» Extrait du texte
- - -

Kispasse

Monday, July 30, 2007

Au Pont du rock, petit festival de caractère

C'est le plus vieux festival rock breton. Quand les Vieilles Charrues ont commencé à labourer les champs de Landeleau, le Pont du rock rugissait déjà depuis un an. D'abord au Roc Saint-André, bourgade méconnue, hormis par les Bretons qui boivent du Breizh-Cola puisque c'est là que se trouve le siège de l'entreprise. Puis à Malestroit, petite cité de caractère. Et ce festival ne manque pas de piment, avec une prog souvent musclée et taillée sur mesure pour les coeurs de rockeurs. On était encore 12000 cette année.
J'y ai fourbi mes armes de journaliste, en 2004 pour Le Ploërmelais (j'y avais rencontré Bénabar, Ska P, Sergent Garcia...) et en 2005 pour Le Télégramme (Saez, Louis Bertignac, AS Dragon...) Cette année, j'y suis retourné pour le compte de... mon blog! Alors profitez-en!
Vendredi soir: les baffles crachent les décibels, on aime. Le crachin s'invite à la fête, on aime moins. Décidément, le soleil ne passe pas ses vacances en Bretagne cette année. C'est Calibistrixe qui inaugure la grande scène, car Eiffel est en retard. Ca tombe bien: moi aussi. Quoique, à entendre leur dernière chanson, ça donne envie d'en savoir plus. Un goût de trop-peu.
Eiffel enchaîne. Je l'avais kiffé aux Eurockéennes en 2003: il avait plus d'une tour dans sa sacoche, Eiffel (désolé). Là, c'est toujours rock, mais c'est un peu ric-rac. Pas emballant, ce grand déballage de riffs. "C'était mieux avant!" Ca y est: je suis un vieux con.
C'est ensuite l'heure du smiley officiel du festival, Riké. Un goût de trop-heureux. L'ancien chanteur de Sinsemilia surfe sur la vague "tout le bonheur du monde", il ne redescend plus de son petit nuage. Peut-être est-il tombé dans une marmite de ganja quand il était petit, ce qui le ferait planer à vie. Côté textes, ce n'est pas encore du Beaudelaire. Mais il maîtrise les rimes riches:
"Combien d’hommes font des enfants, mais ne seront jamais père.
Donner la vie et prendre soin ne vont pas toujours de paire."
Non seulement il a un guitariste aux pieds nus qui aime tourner sur lui-même, mais Riké sait aussi faire des figures de style, et pas qu'avec sa gratte. Il manie bien l'antithèse dans L'addition:
"J'fais l'addition, une part d'ange, une part de démon
Le total de ma somme: L'homme, dans toute sa splendeur
Je suis, tu es, il est, nous sommes, l'homme, dans toute son horreur."
Wouahouh, so deep!
La soirée des vieilles gloires continue. Après l'ancien de Sinsé, l'ex Garçon Boucher! François Hadji-Lazaro débarque, boule à zéro et accordéon en bandoulière.
C'est ensuite un vénérable papy du reggae qui repousse le crachin avec sa voix pleine de chaleur.

- - -

» Consigne A
D'après l'extrait du texte, quel groupe inaugure la grande scène le vendredi soir, et pourquoi ?

- - -

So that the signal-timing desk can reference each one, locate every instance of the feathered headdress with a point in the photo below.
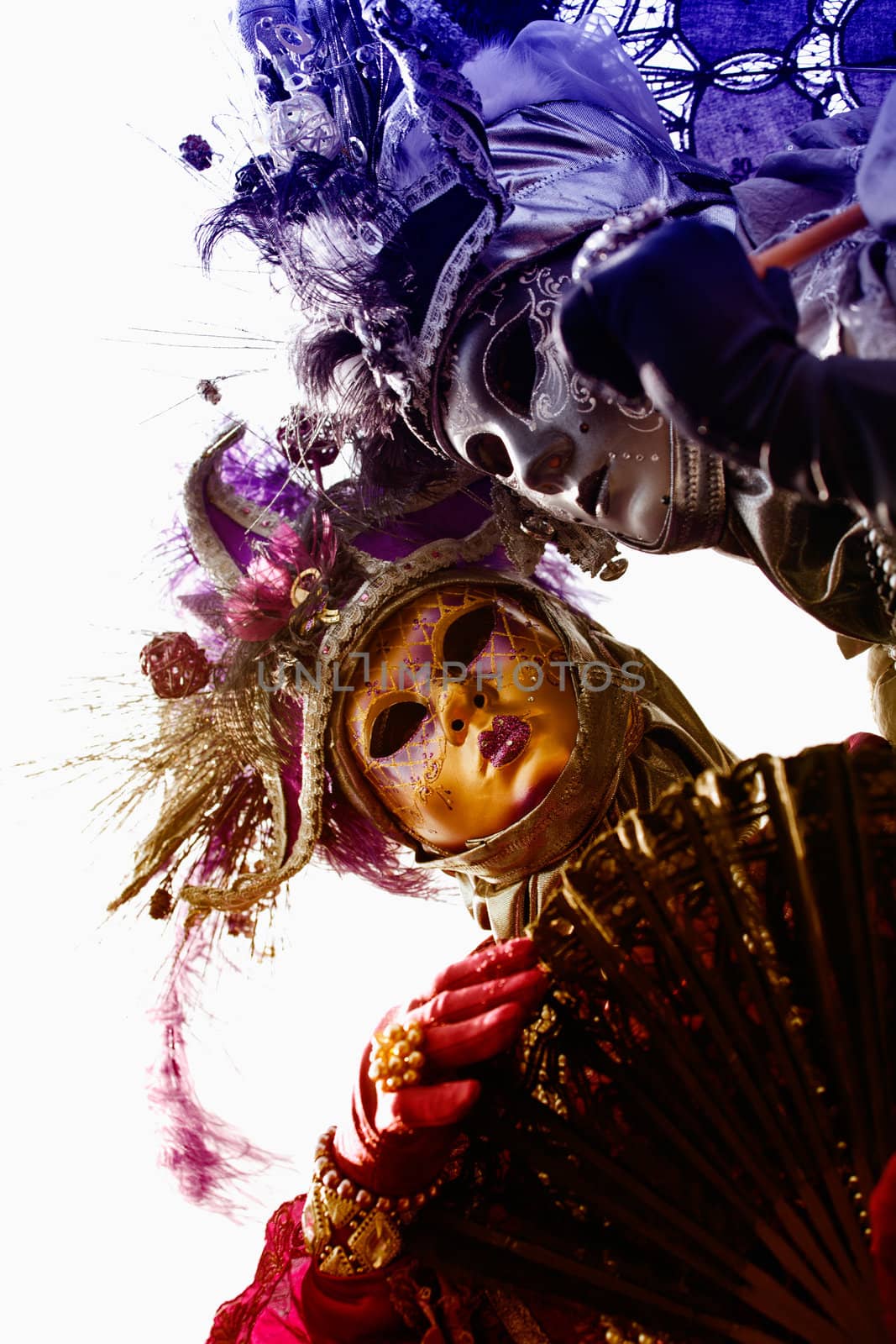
(282, 589)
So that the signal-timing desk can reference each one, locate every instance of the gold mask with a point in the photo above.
(466, 714)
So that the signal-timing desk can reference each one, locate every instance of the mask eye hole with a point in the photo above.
(466, 638)
(488, 454)
(394, 727)
(510, 366)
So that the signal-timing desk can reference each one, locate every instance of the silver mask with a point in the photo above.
(515, 409)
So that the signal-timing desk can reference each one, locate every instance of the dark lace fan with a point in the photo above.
(694, 1124)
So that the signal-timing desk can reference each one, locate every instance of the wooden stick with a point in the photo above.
(810, 241)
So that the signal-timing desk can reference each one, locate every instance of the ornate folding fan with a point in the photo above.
(694, 1124)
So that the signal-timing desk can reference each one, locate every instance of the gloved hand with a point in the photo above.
(681, 318)
(396, 1142)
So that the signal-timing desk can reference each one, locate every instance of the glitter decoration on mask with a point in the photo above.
(506, 739)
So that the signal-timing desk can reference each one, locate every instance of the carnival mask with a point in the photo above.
(464, 716)
(515, 409)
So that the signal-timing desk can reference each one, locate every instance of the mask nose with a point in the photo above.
(461, 705)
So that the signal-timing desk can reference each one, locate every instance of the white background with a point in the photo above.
(101, 280)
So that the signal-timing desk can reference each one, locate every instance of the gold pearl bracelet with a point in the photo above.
(349, 1230)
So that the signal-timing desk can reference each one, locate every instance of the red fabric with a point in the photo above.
(883, 1221)
(859, 741)
(289, 1303)
(396, 1142)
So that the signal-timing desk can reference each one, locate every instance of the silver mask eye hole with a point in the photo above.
(486, 454)
(510, 367)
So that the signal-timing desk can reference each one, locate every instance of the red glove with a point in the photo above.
(396, 1142)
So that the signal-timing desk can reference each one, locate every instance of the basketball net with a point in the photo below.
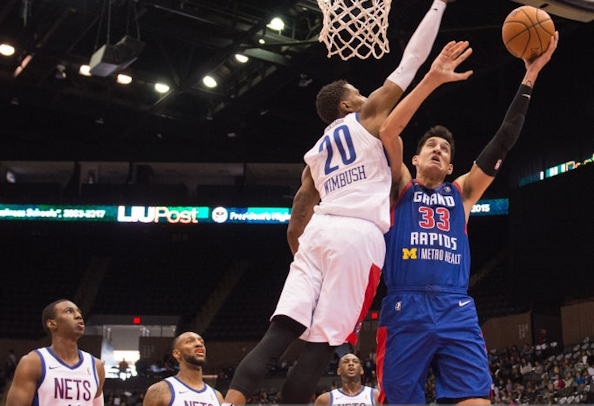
(355, 27)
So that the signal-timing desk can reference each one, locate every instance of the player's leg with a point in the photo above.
(462, 368)
(252, 369)
(406, 345)
(303, 378)
(351, 260)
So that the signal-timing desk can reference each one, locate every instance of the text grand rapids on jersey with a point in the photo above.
(345, 178)
(427, 240)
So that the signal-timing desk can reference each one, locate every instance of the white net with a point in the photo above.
(355, 28)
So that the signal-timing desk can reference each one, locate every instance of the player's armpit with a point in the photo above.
(24, 384)
(303, 203)
(98, 400)
(323, 399)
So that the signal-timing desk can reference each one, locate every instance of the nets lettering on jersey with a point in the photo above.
(355, 28)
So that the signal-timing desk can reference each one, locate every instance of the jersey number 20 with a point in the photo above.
(348, 154)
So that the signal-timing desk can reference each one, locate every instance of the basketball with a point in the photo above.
(527, 31)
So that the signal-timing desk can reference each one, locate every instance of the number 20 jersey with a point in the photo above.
(427, 246)
(351, 173)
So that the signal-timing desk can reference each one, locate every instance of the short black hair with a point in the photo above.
(328, 100)
(441, 132)
(49, 313)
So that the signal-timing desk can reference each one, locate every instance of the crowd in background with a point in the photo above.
(542, 374)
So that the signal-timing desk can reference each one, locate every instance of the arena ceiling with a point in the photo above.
(263, 110)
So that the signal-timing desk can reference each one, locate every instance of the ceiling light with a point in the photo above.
(276, 24)
(241, 58)
(60, 72)
(124, 79)
(84, 70)
(6, 50)
(209, 81)
(161, 87)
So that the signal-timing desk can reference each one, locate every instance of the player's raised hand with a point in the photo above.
(543, 59)
(443, 67)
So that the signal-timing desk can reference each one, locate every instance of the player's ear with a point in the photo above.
(345, 106)
(51, 324)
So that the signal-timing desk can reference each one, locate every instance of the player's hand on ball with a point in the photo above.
(538, 63)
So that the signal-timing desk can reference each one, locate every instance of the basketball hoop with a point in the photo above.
(355, 27)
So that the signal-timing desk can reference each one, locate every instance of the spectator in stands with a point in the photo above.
(123, 368)
(538, 369)
(525, 366)
(579, 380)
(351, 391)
(188, 386)
(41, 375)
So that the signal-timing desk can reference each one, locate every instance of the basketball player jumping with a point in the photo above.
(187, 387)
(339, 250)
(427, 318)
(59, 375)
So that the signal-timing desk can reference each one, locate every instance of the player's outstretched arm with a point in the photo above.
(534, 67)
(442, 71)
(382, 100)
(24, 383)
(483, 171)
(303, 204)
(99, 401)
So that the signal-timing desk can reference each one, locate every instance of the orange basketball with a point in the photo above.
(527, 31)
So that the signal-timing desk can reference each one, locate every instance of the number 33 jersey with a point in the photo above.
(427, 246)
(351, 173)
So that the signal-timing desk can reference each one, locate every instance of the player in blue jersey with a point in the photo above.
(339, 250)
(61, 374)
(427, 318)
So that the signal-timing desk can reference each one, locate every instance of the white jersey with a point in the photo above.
(351, 172)
(183, 395)
(65, 385)
(364, 397)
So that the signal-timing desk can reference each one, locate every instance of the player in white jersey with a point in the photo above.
(59, 375)
(339, 250)
(351, 392)
(187, 387)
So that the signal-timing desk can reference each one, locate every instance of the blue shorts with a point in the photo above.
(418, 330)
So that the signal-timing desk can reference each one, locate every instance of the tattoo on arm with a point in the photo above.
(157, 395)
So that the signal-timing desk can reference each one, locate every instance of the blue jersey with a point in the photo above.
(427, 319)
(427, 245)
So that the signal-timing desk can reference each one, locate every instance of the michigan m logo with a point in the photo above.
(409, 254)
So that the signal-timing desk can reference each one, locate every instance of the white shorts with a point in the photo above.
(327, 283)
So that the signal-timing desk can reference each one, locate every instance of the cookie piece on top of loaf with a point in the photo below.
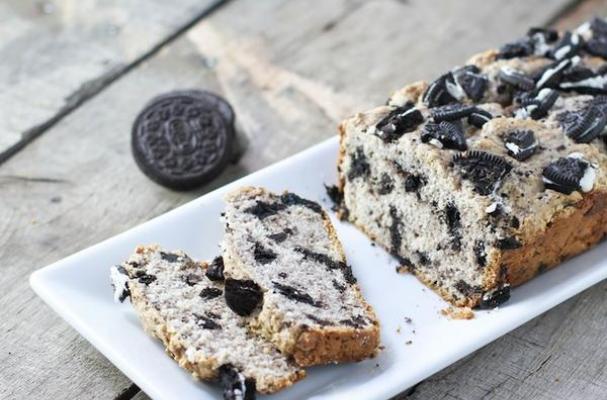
(493, 172)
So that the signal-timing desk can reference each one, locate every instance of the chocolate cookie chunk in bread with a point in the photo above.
(183, 139)
(177, 303)
(312, 307)
(512, 183)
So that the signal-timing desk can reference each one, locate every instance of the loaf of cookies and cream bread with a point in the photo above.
(310, 307)
(183, 303)
(490, 174)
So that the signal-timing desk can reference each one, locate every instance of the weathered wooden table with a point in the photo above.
(75, 73)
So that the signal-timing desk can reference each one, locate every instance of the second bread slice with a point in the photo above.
(312, 307)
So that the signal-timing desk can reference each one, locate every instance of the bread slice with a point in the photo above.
(178, 304)
(312, 307)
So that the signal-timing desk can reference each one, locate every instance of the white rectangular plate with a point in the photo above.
(78, 289)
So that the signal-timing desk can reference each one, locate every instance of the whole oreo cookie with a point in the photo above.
(183, 139)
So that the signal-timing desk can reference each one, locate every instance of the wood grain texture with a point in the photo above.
(292, 71)
(56, 54)
(559, 355)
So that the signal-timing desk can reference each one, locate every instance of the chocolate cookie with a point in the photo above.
(183, 139)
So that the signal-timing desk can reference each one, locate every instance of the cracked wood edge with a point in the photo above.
(287, 96)
(58, 55)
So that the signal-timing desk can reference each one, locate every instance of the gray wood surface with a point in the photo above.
(292, 71)
(57, 53)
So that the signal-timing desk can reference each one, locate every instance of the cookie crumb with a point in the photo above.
(458, 312)
(402, 270)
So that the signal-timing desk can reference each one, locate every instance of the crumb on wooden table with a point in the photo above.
(458, 312)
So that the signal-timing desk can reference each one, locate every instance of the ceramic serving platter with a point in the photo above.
(417, 340)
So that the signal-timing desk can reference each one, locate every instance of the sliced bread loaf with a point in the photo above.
(179, 304)
(311, 306)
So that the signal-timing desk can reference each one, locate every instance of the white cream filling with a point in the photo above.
(540, 47)
(584, 31)
(551, 71)
(586, 184)
(455, 90)
(587, 181)
(436, 143)
(491, 208)
(119, 282)
(597, 82)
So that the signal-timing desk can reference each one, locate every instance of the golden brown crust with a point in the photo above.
(335, 345)
(567, 235)
(324, 345)
(483, 59)
(205, 369)
(571, 232)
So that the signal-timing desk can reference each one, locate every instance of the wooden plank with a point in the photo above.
(580, 13)
(559, 355)
(56, 54)
(78, 184)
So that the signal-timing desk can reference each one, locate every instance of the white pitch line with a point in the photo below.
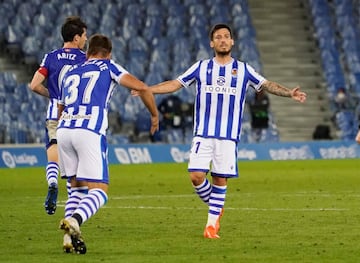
(227, 208)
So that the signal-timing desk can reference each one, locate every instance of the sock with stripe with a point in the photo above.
(77, 194)
(216, 203)
(52, 172)
(203, 190)
(90, 204)
(68, 187)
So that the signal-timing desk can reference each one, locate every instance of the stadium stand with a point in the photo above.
(148, 38)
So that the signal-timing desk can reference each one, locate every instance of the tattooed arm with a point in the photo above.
(279, 90)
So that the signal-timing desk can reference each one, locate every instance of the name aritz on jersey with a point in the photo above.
(222, 90)
(66, 56)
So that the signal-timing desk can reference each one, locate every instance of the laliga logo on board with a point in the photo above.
(292, 153)
(11, 160)
(338, 152)
(178, 155)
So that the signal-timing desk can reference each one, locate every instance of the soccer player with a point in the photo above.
(221, 83)
(85, 94)
(52, 68)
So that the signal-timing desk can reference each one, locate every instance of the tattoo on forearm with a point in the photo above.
(276, 89)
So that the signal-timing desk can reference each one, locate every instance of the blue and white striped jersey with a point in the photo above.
(86, 91)
(53, 66)
(220, 96)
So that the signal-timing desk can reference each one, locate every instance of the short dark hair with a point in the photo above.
(72, 26)
(217, 27)
(99, 44)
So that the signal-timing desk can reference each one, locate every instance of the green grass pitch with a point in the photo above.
(276, 211)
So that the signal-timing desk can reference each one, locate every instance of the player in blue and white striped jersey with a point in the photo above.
(52, 68)
(85, 94)
(221, 83)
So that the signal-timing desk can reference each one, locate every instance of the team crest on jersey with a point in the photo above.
(220, 81)
(234, 72)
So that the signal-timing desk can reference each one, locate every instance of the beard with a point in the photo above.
(223, 53)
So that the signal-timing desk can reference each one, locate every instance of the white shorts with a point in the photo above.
(83, 154)
(219, 155)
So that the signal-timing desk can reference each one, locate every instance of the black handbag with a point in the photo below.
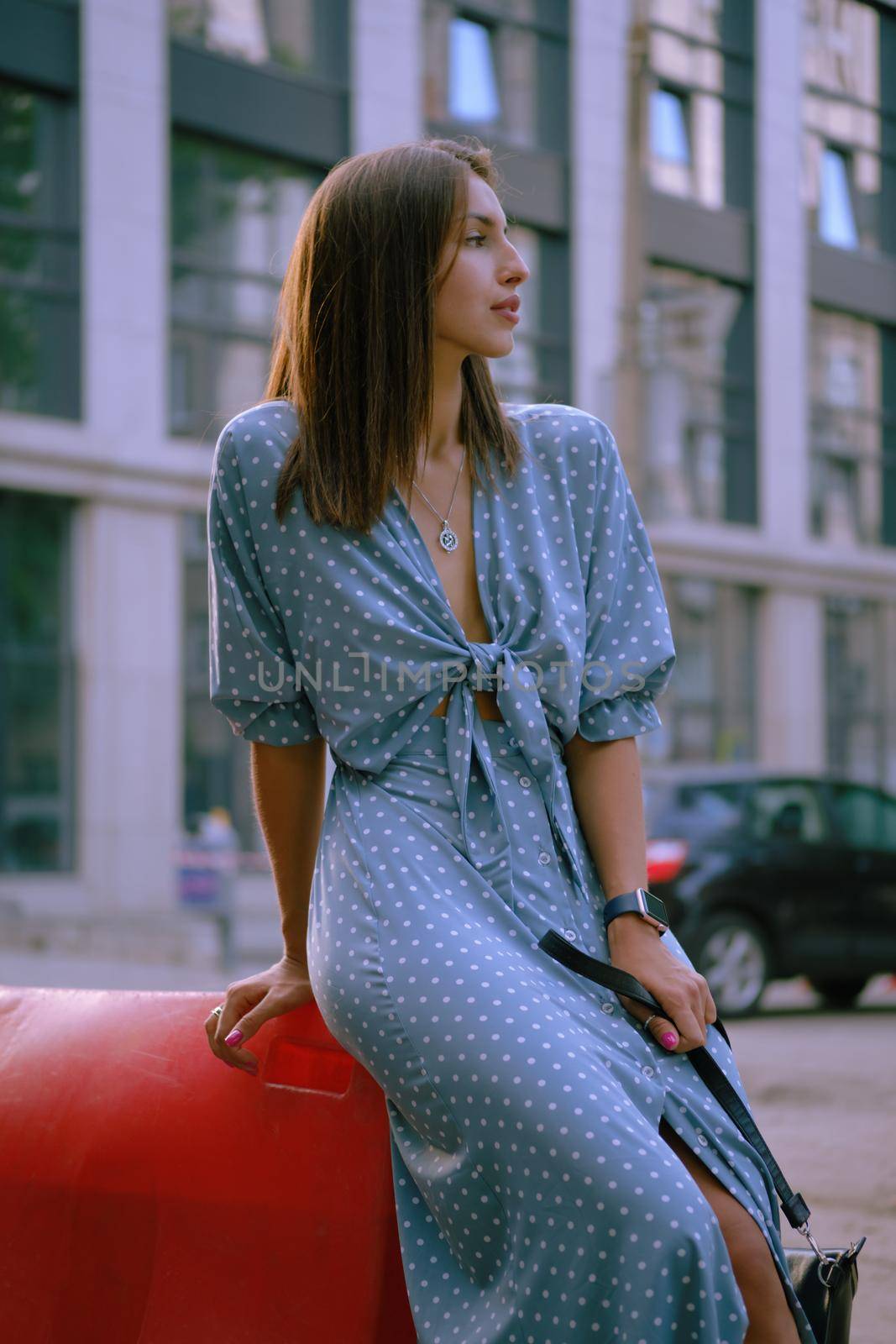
(825, 1280)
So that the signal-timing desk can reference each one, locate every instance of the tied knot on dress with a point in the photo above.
(517, 696)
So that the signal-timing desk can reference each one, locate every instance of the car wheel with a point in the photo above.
(839, 994)
(732, 953)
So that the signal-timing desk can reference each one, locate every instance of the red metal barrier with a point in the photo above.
(150, 1195)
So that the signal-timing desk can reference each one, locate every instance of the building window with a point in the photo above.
(849, 172)
(699, 89)
(710, 706)
(217, 763)
(39, 253)
(671, 141)
(836, 208)
(473, 87)
(499, 69)
(235, 215)
(698, 407)
(295, 35)
(36, 685)
(853, 430)
(862, 725)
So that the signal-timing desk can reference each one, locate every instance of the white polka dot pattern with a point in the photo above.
(537, 1200)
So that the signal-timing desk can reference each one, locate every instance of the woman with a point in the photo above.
(459, 598)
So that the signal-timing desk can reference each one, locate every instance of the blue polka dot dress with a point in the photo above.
(537, 1200)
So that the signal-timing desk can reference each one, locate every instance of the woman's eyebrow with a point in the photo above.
(486, 219)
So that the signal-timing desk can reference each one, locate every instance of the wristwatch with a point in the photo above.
(638, 902)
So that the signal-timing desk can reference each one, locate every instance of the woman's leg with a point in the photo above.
(770, 1317)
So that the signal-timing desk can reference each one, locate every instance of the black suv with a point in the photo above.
(768, 875)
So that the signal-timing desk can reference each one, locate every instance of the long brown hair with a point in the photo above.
(355, 331)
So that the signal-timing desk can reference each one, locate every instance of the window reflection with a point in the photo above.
(844, 171)
(848, 465)
(36, 685)
(710, 705)
(234, 221)
(862, 734)
(39, 253)
(500, 73)
(258, 31)
(700, 100)
(669, 139)
(696, 342)
(473, 89)
(836, 214)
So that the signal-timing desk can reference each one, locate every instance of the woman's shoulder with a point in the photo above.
(269, 425)
(567, 418)
(251, 448)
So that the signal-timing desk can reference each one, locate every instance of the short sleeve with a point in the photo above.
(629, 648)
(251, 669)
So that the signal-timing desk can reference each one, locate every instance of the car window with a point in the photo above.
(694, 806)
(866, 817)
(788, 811)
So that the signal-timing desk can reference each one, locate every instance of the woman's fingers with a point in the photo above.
(684, 1016)
(241, 1019)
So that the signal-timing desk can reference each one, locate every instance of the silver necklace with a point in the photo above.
(448, 537)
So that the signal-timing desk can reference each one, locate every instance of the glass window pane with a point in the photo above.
(473, 87)
(846, 429)
(36, 685)
(848, 171)
(669, 127)
(699, 128)
(836, 218)
(860, 732)
(234, 219)
(710, 707)
(39, 255)
(694, 343)
(258, 31)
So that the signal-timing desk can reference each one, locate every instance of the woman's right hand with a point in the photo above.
(251, 1001)
(681, 991)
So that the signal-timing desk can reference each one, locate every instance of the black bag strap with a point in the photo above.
(794, 1206)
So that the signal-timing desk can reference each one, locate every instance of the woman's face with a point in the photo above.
(488, 270)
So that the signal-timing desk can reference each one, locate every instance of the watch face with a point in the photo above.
(654, 906)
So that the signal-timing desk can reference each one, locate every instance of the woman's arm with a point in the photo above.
(605, 783)
(288, 785)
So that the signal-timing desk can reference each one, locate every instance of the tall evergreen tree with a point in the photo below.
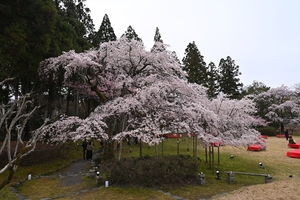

- - -

» Consigne B
Recopiez les entrées depuis la première jusqu'à la ligne contenant « (349, 1230) », celle-ci comprise, en omettant les images.

» Corrigé complet A
C'est Calibistrixe, car Eiffel est en retard.

» Corrigé complet B
So that the signal-timing desk can reference each one, locate every instance of the feathered headdress with a point in the photo below.
(282, 589)
So that the signal-timing desk can reference each one, locate every instance of the gold mask with a point in the photo above.
(466, 714)
So that the signal-timing desk can reference each one, locate every instance of the mask eye hole with a point in the photo above.
(466, 638)
(488, 454)
(394, 727)
(510, 366)
So that the signal-timing desk can reference each one, locate every instance of the silver mask with a point in the photo above.
(515, 409)
So that the signal-timing desk can reference each one, locate every instance of the dark lace fan with a point in the photo above.
(694, 1124)
So that the signal-timing desk can reference each one, locate every instance of the wooden stick with a point in the photo above.
(810, 241)
So that the signal-timing desk can reference each one, locate every instance of the ornate folding fan with a point in the photo above.
(694, 1124)
So that the signal-timing desk can reference each one, locate every instance of the gloved hand with a point in the photo above.
(681, 318)
(396, 1142)
So that the signal-timing desk can reference each one, locate every instance of the glitter decoration on mask with a point in the photo above.
(506, 739)
So that the signal-timing desk can reference each one, locate every instance of the carnival mask with a point in the photo above.
(464, 716)
(515, 409)
So that the signal-timing desk can reference each one, locate every instance of the mask nose with a point in the photo above.
(461, 705)
So that the signal-timing desk can reference each one, locate every instance of the white background with a point in the photo above.
(101, 280)
So that the signal-timing desk can reference each one, locate every instance of the gold pearl bracelet with a point in the photo above.
(349, 1230)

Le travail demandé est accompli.